II. Kettenauskunft zulässig

Das Landgericht hat ausdrücklich festgestellt, dass eine Kettenauskunft zulässig ist. Eine unmittelbare Verbindung zwischen dem Anbieter des digitalen Dienstes (hier Google-Mail) und der Verbreitung des rechtsverletzenden Inhalts in dem digitalen Dienst ist hierfür nicht erforderlich. Sinn und Zweck des Auskunftsanspruchs ist, dass Anspruchsteller ihre zivilrechtlichen Ansprüche effektiv verfolgen können. Würde eine direkte Verbindung zwischen Äußerung und Dienst verlangt, wäre der Auskunftsanspruch aus § 21 TDDDG häufig wirkungslos, da als Nutzerdaten oft nur Fantasiedaten hinterlegt sind und einziges weiteres Detail die verwendete E-Mail-Adresse ist.

********

Fasse den ausgewählten Text in zwei Sätzen zusammen. Die Datensätze spielen hierfür keine Rolle.

********

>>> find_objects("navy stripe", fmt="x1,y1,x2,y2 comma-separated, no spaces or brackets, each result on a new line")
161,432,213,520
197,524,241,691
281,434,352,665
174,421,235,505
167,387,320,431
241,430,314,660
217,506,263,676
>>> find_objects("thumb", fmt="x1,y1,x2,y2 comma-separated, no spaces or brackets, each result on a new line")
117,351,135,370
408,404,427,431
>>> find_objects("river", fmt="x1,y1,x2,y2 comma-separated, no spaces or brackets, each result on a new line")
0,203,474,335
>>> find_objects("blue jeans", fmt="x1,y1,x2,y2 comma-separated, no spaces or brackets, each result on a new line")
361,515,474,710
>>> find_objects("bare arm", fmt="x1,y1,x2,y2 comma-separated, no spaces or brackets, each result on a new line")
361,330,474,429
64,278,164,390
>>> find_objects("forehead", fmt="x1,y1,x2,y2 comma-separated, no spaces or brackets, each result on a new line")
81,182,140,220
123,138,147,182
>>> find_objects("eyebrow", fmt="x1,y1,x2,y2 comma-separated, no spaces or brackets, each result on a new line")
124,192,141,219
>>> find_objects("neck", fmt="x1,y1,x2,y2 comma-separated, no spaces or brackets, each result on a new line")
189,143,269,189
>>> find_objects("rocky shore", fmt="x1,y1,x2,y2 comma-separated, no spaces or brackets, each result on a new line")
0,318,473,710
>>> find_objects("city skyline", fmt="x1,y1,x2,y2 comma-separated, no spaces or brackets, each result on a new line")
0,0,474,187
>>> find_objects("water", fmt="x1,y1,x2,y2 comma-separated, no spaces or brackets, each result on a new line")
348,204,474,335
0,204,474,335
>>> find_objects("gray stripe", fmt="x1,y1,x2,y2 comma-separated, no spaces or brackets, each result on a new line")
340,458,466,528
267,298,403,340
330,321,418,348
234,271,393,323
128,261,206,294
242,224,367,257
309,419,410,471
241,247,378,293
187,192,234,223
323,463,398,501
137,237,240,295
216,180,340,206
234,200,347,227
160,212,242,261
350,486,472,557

********

Lösung:
Das Landgericht hat festgestellt, dass eine Kettenauskunft zulässig ist und keine unmittelbare Verbindung zwischen dem Anbieter des digitalen Dienstes und der Verbreitung des rechtsverletzenden Inhalts voraussetzt. Der Auskunftsanspruch aus § 21 TDDDG soll die effektive Verfolgung zivilrechtlicher Ansprüche ermöglichen und wäre sonst häufig wirkungslos, weil oft nur Fantasiedaten und als einziges weiteres Detail die E-Mail-Adresse hinterlegt sind.